- Task item
Output every entry exactly, from the first line to the last.

- Material supplied
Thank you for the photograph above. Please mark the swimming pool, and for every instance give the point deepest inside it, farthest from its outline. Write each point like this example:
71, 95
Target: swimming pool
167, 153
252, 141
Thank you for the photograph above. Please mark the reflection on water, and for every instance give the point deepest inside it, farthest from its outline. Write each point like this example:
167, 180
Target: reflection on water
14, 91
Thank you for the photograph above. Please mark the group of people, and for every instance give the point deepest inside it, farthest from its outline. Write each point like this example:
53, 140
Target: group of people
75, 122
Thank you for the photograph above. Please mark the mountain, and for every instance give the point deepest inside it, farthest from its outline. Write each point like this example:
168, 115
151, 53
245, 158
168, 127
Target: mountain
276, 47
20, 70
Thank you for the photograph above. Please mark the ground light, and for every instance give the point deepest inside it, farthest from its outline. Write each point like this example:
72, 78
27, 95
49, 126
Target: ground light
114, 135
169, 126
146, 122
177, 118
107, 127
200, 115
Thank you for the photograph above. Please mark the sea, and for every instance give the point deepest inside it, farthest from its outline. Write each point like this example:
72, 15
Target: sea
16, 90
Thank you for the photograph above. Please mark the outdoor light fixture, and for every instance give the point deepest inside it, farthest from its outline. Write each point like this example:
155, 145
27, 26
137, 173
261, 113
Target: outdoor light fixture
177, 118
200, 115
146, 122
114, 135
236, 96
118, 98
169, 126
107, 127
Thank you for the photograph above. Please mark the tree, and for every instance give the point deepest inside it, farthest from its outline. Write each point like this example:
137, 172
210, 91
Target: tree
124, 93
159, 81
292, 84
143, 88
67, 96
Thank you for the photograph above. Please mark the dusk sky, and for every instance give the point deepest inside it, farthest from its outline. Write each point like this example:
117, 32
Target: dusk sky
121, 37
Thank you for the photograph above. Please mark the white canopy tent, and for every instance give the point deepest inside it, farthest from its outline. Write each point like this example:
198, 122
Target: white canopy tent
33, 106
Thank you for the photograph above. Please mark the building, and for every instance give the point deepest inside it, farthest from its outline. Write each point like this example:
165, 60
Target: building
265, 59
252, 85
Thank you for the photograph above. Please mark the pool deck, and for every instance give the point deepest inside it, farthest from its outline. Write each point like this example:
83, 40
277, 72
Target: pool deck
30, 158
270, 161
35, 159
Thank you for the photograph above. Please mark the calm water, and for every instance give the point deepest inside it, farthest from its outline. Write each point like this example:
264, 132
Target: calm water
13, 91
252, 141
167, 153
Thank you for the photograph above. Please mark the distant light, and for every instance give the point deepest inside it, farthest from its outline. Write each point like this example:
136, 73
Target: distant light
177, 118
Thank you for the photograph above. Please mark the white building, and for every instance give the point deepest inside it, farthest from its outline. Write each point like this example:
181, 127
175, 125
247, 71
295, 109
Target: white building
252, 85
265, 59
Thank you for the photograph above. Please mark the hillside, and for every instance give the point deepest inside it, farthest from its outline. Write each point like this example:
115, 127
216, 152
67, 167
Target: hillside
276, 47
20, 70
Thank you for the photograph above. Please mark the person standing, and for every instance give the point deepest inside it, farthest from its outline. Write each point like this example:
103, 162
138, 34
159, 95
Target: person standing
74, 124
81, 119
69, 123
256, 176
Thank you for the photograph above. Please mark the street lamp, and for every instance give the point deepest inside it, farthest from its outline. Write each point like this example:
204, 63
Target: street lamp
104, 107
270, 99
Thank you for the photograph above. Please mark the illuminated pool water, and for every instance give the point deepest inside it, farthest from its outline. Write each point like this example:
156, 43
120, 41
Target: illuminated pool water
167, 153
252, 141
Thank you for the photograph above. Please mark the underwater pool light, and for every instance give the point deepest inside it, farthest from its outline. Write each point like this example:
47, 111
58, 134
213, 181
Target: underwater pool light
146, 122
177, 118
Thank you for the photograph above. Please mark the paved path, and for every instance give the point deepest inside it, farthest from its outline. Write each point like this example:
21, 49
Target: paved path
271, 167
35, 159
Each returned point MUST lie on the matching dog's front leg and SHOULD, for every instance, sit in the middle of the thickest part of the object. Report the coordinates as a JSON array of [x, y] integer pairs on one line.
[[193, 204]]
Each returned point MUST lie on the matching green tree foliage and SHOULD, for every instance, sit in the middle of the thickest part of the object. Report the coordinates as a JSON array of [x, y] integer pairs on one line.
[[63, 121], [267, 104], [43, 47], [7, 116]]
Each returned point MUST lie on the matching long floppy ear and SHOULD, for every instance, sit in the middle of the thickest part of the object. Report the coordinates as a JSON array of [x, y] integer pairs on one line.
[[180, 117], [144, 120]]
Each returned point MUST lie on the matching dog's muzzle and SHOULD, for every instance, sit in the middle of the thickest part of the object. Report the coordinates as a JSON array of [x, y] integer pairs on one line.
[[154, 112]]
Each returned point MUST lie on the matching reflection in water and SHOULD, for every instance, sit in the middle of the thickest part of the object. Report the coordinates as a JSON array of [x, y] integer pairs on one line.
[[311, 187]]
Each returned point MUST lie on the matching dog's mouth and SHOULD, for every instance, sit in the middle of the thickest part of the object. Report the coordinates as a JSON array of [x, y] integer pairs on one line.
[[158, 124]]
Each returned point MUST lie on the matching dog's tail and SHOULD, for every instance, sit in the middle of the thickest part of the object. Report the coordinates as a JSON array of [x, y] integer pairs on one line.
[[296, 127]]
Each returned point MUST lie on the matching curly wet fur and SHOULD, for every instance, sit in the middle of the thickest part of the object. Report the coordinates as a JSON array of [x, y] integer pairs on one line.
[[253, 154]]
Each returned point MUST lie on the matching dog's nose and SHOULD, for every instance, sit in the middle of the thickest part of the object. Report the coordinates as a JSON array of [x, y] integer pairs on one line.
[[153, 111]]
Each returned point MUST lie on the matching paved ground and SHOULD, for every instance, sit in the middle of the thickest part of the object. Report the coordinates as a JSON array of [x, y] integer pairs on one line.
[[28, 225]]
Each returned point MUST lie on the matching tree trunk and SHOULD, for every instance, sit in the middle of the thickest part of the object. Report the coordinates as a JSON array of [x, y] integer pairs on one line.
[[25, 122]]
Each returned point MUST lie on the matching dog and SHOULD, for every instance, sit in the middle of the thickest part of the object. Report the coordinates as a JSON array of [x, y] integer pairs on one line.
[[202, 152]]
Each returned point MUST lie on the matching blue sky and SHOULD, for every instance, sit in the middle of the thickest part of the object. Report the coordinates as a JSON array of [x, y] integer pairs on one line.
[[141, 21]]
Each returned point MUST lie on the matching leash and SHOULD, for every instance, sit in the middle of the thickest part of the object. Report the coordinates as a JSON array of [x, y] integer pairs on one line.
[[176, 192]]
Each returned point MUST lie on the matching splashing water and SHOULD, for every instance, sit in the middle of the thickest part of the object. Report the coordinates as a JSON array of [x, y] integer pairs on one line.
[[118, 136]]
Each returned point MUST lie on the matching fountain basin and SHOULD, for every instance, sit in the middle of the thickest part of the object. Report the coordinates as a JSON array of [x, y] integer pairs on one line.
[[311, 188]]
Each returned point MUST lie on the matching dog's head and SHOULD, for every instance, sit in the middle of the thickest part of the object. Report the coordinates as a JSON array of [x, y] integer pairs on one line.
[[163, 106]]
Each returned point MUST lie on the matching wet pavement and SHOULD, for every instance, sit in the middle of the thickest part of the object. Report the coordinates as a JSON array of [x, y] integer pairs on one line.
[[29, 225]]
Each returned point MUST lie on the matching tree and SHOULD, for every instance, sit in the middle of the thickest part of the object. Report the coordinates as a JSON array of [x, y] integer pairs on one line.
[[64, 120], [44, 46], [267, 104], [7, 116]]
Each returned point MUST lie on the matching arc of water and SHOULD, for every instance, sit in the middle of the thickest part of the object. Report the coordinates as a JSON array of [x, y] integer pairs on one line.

- Worked solution
Thank you for the photograph above. Please mark the swimming pool, and for every instance give the point deepest inside it, farthest from its outline. Write each point like this example:
71, 95
Target: swimming pool
167, 153
252, 141
Thank you for the photograph above. Please mark the reflection on water, and for every instance give the point deepest inside it, farthest from its outline. Write each point like this example:
167, 180
Target: reflection on water
14, 91
Thank you for the photograph above. Please mark the group of people, and for every instance give the point deepest inside it, farthest from its outline. Write each point like this example:
53, 140
Target: group of people
75, 122
Thank you for the photograph above. Please mark the mountain, and for every instance give the point deepest inside it, farthest from its outline. Write each point like this example:
168, 115
151, 53
245, 158
168, 127
Target: mountain
276, 47
20, 70
Thank you for the photograph above. Please mark the ground light, and for every instance give the point deepest inside it, farthest from its outline. Write each point like this example:
72, 78
27, 95
49, 126
Target: ground light
114, 135
169, 126
146, 122
177, 118
107, 127
200, 115
Thank you for the photograph above. Please mark the sea, and for every instance give the point deepest inside it, farthest from its outline. Write each point like this example:
72, 15
Target: sea
16, 90
Thank you for the photograph above. Please mark the outdoor light fixture, and for every instance give the point deepest inside it, farthest from its outline. Write each point like this example:
155, 145
27, 26
137, 173
261, 113
Target: outdoor light fixture
177, 118
200, 115
146, 122
114, 135
236, 96
118, 98
169, 126
107, 127
Thank you for the photograph above. Please mark the tree, and for every instance give the point deepest inside it, farthest from its outline. Write each point like this example:
137, 172
210, 91
Target: tree
124, 93
159, 81
292, 84
143, 88
67, 96
Thank you for the photograph above. Please mark the dusk sky, and for every instance give the point deepest inside it, farthest from its outline. Write each point like this example:
117, 32
Target: dusk sky
121, 37
Thank you for the photograph above. Please mark the white canopy tent, and for every instance give the point deepest inside it, farthest from its outline. Write each point like this example:
198, 122
Target: white canopy tent
33, 106
Thank you for the photograph above. Please mark the building, and for every instance give the point deepest inside it, farthest from its outline. Write each point like this example:
165, 60
Target: building
265, 59
252, 85
Thank you for the photograph above. Please mark the pool deck, and for every instance give the point deepest inside it, farthest from its outline. Write each point like this example:
83, 40
277, 72
Target: pool deck
30, 158
270, 161
35, 159
Thank you for the photograph above. Please mark the calm water, and for every instance give the point deepest inside it, farthest from its outline. Write each point like this example:
264, 132
Target: calm water
13, 91
252, 141
167, 153
Thank you for the photograph above. Please mark the distant light, and for every instance give the point deepest inside it, farthest from its outline. Write each point like this example:
136, 73
Target: distant light
177, 118
Thank you for the photograph above. Please mark the white building, and for every instance give the point deepest inside it, farthest from its outline. Write each point like this example:
181, 127
175, 125
247, 71
295, 109
Target: white building
252, 85
265, 59
Thank you for the photograph above. Please mark the hillside, and for every instance give the point deepest inside it, farthest from its outline. Write each point like this example:
115, 127
216, 152
67, 167
Target: hillside
276, 47
20, 70
Thank you for the photograph above. Please mark the person standing, and for every instance give the point deepest inside it, farthest from its outline. Write each point like this example:
103, 162
138, 34
159, 95
Target: person standing
74, 124
81, 119
69, 123
256, 176
Thank you for the photograph above. Please mark the street lamp, and for every instance give the point deepest inside it, farthest from its outline. Write each point like this example:
204, 63
Target: street lamp
104, 107
270, 99
Thank you for the photograph above. Please mark the illuminated pool water, and for every instance give the point deepest inside it, farthest from its outline. Write each point like this example:
156, 43
120, 41
Target: illuminated pool water
167, 153
252, 141
Thank you for the photograph above. Please mark the underwater pool light, and for every instance give the point deepest inside it, farthest from its outline. Write each point like this example:
47, 111
58, 134
213, 181
Target: underwater pool light
146, 122
177, 118
Thank you for the photograph above. Please mark the paved path, and for every instance give the point deepest inside it, farthest from its outline. Write each point like this example:
21, 49
Target: paved path
271, 167
35, 159
Each returned point MUST lie on the matching dog's front leg and SHOULD, for every instance, sit in the middle of the thickest part of the object. Report the coordinates as a JSON array of [x, y] integer pairs on one line.
[[193, 204]]
Each returned point MUST lie on the matching green tree foliage and SHOULD, for every instance, sit in the middle of the thickest part of the object. Report the coordinates as a JSON array of [x, y] integer pairs on one line.
[[63, 121], [267, 104], [43, 47], [7, 116]]
Each returned point MUST lie on the matching long floppy ear and SHOULD, for every instance, sit in the middle of the thickest part of the object. Report the coordinates as a JSON array of [x, y] integer pairs on one line.
[[180, 117], [144, 120]]
Each returned point MUST lie on the matching dog's muzzle and SHOULD, for every instance, sit in the middle of the thickest part of the object. Report the coordinates as a JSON array of [x, y] integer pairs on one line.
[[154, 112]]
Each returned point MUST lie on the matching reflection in water and SHOULD, for every instance, sit in the middle of the thickest part of the object. Report the coordinates as a JSON array of [x, y] integer pairs on one line.
[[311, 187]]
Each returned point MUST lie on the matching dog's mouth and SHOULD, for every instance, sit in the middle of the thickest part of the object. Report the coordinates as a JSON array of [x, y] integer pairs on one line.
[[158, 124]]
Each returned point MUST lie on the matching dog's tail and SHOULD, for every instance, sit in the middle of the thickest part of the object. Report the coordinates as a JSON array of [x, y] integer pairs on one line.
[[296, 127]]
Each returned point MUST lie on the matching curly wet fur and SHOULD, for every instance, sit in the middle of the thickest part of the object. Report the coordinates as a JSON array of [x, y] integer pairs on one line.
[[253, 154]]
Each returned point MUST lie on the matching dog's nose and SHOULD, for every instance, sit in the middle of the thickest part of the object. Report the coordinates as a JSON array of [x, y] integer pairs on one line.
[[153, 111]]
Each returned point MUST lie on the matching paved ground and SHOULD, for every instance, sit in the middle of the thickest part of the object. Report the coordinates as a JSON array of [x, y] integer pairs on one line.
[[28, 225]]
Each returned point MUST lie on the matching tree trunk and SHOULD, for every instance, sit in the middle of the thickest part of the object. Report the coordinates as a JSON array of [x, y] integer pairs on one line.
[[25, 122]]
Each returned point MUST lie on the matching dog and SHOULD, for every instance, sit in the middle of the thickest part of the object. Report the coordinates as a JSON array of [x, y] integer pairs on one line.
[[202, 152]]
Each returned point MUST lie on the matching blue sky and SHOULD, for every instance, sit in the middle of the thickest part of the object. Report the coordinates as a JSON array of [x, y] integer pairs on one line.
[[141, 21]]
Each returned point MUST lie on the matching leash and SHOULD, for every instance, sit in the middle of the thickest part of the object. Report the coordinates as a JSON array of [x, y] integer pairs on one line.
[[176, 192]]
Each returned point MUST lie on the matching splashing water and SHOULD, for every instance, sit in the middle of the thickest part of the object. Report the coordinates as a JSON array of [x, y] integer pairs on one line.
[[118, 136]]
Each returned point MUST lie on the matching fountain basin and SHOULD, for every instance, sit in the middle of the thickest part of the object. Report the coordinates as a JSON array of [x, y] integer pairs on one line.
[[311, 188]]
Each returned point MUST lie on the matching dog's head and SHOULD, for every instance, sit in the middle of the thickest part of the object. Report the coordinates as a JSON array of [x, y] integer pairs on one line.
[[163, 106]]
Each returned point MUST lie on the matching wet pavement and SHOULD, for every instance, sit in the middle of the thickest part of the object. Report the coordinates as a JSON array of [x, y] integer pairs on one line.
[[29, 225]]
Each returned point MUST lie on the matching tree and SHOULD, for every instance, sit in the middle of the thickest part of the object. Report the coordinates as a JSON array of [x, y] integer pairs on one line.
[[64, 120], [44, 46], [267, 104], [7, 116]]
Each returned point MUST lie on the matching arc of water and SHOULD, for every instance, sit in the middle of the thickest part of the object. Report the coordinates as a JSON array of [x, y] integer pairs on one line.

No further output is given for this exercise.